Natural-language object grounding data:
********
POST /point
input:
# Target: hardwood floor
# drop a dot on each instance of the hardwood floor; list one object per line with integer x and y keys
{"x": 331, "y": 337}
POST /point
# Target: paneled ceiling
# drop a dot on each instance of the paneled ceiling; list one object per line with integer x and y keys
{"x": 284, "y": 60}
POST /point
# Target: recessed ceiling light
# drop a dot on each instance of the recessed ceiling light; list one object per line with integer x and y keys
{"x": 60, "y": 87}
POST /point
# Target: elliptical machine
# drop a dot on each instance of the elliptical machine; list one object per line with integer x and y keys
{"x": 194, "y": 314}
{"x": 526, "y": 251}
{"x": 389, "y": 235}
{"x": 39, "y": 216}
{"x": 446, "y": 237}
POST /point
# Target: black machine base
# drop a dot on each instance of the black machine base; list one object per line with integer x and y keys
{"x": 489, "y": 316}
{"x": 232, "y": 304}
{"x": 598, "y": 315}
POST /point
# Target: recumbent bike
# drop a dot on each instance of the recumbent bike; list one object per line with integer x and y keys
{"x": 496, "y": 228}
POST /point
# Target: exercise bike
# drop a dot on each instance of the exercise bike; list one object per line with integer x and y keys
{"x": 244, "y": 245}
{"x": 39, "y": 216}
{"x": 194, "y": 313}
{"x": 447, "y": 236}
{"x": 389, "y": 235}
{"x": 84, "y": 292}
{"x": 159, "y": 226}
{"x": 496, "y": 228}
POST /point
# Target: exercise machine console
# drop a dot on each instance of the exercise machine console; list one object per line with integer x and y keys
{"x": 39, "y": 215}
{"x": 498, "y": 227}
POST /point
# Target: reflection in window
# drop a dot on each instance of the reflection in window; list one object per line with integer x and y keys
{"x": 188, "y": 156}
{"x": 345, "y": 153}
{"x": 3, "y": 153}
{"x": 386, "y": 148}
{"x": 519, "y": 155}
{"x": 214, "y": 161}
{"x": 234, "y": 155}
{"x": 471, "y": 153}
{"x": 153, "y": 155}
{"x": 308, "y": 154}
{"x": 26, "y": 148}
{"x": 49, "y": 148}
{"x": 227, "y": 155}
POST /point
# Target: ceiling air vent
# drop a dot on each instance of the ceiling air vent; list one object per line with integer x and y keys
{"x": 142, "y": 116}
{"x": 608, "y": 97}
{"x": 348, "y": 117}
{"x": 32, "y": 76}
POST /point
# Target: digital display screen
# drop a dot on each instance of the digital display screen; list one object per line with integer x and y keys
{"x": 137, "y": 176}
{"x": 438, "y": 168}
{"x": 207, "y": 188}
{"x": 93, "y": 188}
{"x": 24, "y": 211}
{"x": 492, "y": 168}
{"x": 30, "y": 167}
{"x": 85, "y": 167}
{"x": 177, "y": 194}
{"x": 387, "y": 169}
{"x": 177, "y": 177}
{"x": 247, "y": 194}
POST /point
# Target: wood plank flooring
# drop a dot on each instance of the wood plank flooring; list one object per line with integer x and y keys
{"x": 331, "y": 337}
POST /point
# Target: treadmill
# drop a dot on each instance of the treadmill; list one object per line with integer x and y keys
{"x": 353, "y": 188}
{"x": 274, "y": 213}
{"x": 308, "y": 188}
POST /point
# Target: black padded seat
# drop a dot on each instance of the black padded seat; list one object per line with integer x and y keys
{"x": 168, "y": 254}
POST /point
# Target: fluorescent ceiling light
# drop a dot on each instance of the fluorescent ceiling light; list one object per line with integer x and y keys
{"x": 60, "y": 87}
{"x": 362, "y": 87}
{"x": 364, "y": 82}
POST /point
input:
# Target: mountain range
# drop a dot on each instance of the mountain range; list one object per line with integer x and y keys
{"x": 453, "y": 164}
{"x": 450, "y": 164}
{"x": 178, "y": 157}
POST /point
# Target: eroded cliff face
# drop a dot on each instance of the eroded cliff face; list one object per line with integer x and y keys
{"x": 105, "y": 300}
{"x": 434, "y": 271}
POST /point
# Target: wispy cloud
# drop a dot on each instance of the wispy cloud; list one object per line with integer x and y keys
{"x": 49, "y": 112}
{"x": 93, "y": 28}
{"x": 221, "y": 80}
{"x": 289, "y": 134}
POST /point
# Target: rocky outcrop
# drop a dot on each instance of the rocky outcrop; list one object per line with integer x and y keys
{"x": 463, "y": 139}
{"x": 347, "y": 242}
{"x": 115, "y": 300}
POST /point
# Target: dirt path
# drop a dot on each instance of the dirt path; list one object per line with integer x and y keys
********
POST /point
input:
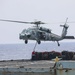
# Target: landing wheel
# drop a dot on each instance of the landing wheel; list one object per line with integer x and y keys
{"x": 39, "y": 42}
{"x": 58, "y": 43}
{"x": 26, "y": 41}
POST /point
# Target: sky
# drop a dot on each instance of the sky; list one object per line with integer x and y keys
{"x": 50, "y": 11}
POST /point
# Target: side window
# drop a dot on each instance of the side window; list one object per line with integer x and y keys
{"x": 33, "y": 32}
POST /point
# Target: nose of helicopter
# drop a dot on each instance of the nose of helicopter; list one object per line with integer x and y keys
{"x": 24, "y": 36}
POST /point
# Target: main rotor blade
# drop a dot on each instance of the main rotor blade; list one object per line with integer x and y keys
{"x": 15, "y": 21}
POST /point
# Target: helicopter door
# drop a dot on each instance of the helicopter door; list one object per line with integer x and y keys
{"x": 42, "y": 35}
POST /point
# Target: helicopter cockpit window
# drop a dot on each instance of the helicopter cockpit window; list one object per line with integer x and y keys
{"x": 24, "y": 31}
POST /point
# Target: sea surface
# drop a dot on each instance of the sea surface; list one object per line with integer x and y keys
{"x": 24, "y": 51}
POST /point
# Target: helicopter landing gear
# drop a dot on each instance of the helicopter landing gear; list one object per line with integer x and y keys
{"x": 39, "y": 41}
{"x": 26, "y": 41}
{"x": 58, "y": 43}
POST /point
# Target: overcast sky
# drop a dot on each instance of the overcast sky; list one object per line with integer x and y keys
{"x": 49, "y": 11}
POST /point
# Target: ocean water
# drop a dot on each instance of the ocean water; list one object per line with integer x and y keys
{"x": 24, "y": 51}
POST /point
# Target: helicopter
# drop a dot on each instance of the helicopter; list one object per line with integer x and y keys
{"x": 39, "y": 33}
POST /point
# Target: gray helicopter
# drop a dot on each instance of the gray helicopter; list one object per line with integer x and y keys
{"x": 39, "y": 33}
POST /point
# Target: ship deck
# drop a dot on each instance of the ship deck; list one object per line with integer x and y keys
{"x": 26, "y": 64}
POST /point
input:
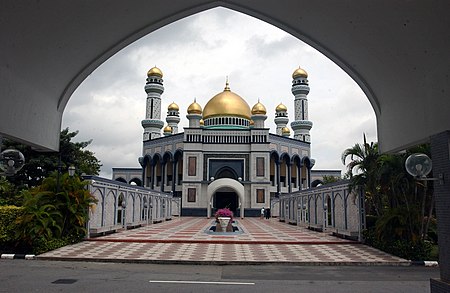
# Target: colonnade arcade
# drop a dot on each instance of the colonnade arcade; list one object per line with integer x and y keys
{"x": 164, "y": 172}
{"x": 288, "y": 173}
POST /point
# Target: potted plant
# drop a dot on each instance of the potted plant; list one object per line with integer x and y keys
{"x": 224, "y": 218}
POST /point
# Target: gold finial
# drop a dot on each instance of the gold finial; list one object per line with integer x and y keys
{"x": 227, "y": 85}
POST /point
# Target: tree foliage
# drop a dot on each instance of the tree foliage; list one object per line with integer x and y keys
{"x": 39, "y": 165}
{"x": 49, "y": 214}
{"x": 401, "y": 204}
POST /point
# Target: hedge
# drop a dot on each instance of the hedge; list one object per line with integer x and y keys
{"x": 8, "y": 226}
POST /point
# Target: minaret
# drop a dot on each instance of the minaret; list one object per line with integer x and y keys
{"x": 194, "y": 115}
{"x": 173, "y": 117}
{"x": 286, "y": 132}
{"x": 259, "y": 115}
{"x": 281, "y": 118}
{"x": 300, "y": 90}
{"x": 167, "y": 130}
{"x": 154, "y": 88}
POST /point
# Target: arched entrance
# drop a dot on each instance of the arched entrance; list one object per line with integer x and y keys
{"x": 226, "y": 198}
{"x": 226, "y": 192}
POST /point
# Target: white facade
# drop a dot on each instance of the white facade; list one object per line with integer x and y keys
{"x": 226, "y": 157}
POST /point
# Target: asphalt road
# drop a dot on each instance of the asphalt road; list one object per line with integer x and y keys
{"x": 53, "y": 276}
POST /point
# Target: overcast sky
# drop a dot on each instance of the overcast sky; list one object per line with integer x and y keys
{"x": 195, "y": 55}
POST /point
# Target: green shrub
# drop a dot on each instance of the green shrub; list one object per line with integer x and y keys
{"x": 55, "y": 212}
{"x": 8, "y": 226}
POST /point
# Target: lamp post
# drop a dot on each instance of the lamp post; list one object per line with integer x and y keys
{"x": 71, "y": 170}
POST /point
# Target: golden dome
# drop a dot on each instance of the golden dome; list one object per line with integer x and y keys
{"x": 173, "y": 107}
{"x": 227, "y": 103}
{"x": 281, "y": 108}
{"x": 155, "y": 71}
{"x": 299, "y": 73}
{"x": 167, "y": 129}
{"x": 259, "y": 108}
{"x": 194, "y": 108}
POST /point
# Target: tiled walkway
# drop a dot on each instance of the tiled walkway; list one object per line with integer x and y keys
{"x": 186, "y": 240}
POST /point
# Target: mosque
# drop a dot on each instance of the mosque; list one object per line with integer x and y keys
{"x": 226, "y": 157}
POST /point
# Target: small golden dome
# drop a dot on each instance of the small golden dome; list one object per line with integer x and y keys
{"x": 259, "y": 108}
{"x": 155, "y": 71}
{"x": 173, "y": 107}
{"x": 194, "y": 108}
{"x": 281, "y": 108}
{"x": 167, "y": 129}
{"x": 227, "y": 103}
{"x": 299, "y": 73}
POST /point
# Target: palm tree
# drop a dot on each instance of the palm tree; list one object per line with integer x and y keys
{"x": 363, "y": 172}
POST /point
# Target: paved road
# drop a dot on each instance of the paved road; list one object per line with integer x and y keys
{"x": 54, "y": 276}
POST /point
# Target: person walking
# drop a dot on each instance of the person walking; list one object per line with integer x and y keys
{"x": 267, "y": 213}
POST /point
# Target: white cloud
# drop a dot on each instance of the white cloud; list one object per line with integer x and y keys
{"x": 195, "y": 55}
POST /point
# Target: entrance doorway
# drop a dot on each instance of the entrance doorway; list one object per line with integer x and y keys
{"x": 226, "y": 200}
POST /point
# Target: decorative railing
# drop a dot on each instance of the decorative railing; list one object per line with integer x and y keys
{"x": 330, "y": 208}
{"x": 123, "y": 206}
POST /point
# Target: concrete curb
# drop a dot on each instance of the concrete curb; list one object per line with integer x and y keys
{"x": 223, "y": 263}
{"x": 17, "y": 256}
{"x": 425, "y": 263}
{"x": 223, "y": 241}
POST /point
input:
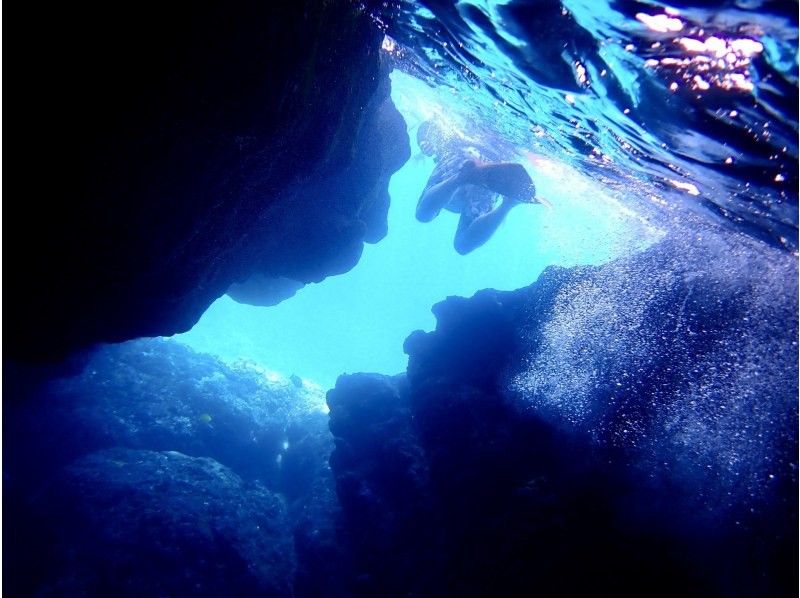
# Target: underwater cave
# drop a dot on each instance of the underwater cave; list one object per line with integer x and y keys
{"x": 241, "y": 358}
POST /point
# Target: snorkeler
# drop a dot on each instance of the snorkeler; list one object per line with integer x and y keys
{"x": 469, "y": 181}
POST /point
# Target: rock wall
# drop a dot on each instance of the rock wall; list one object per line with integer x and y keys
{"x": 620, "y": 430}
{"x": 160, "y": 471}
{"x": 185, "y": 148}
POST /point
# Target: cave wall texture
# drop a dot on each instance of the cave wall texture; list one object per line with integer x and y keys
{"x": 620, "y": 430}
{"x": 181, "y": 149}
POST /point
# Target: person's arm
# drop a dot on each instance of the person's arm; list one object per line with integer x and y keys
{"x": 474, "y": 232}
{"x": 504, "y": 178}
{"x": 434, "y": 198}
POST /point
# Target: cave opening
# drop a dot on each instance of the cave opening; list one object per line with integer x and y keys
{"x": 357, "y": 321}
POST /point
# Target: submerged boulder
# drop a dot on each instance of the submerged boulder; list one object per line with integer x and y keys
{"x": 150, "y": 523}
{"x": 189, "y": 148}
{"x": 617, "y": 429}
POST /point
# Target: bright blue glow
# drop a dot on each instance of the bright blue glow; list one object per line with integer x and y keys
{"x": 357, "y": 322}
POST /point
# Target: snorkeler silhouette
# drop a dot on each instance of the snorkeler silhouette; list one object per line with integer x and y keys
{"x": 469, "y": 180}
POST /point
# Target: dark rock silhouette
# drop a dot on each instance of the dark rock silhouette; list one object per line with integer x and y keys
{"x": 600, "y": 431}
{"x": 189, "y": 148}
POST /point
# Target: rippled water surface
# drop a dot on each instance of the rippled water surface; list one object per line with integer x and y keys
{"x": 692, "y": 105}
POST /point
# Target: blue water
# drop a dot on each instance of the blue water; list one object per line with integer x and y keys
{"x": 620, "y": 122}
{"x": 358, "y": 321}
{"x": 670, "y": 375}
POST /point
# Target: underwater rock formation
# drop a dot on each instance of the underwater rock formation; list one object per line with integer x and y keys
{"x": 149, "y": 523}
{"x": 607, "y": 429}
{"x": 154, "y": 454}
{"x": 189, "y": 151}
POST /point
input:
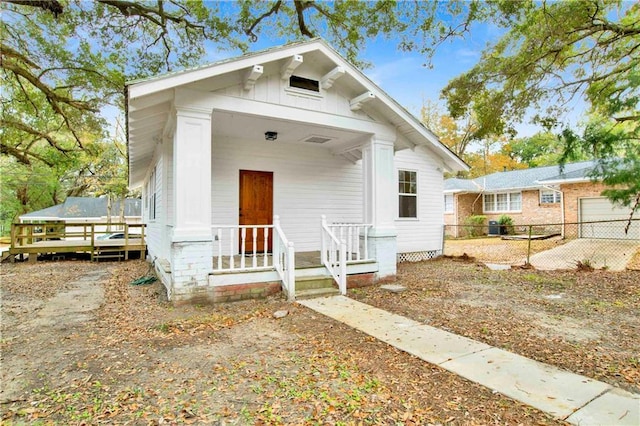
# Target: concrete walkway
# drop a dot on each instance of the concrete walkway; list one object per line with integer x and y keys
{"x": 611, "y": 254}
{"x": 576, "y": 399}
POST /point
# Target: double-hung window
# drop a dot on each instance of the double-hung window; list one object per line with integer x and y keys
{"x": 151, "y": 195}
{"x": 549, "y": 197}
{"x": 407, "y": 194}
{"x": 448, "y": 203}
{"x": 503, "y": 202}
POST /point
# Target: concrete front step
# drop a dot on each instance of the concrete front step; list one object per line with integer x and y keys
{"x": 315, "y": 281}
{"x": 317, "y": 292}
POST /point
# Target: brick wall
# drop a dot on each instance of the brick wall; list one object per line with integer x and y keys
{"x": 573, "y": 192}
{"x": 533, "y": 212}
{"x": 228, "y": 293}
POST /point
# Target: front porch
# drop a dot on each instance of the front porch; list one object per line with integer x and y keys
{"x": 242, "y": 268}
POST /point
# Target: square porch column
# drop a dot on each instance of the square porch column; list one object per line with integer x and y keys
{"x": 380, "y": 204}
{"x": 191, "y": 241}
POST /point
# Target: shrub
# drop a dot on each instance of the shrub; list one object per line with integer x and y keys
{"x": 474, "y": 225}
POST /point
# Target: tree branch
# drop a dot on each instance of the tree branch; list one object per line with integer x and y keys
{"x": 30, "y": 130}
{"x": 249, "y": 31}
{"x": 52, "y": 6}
********
Starting at the line that contains "# drop a dot on each instance of the cave opening;" and stopping after the line that contains "# Target: submerged boulder", write out every line exactly as it appears above, and no other line.

# drop a dot on each instance of the cave opening; list one object per line with integer x and y keys
{"x": 357, "y": 321}
POST /point
# Target: submerged boulder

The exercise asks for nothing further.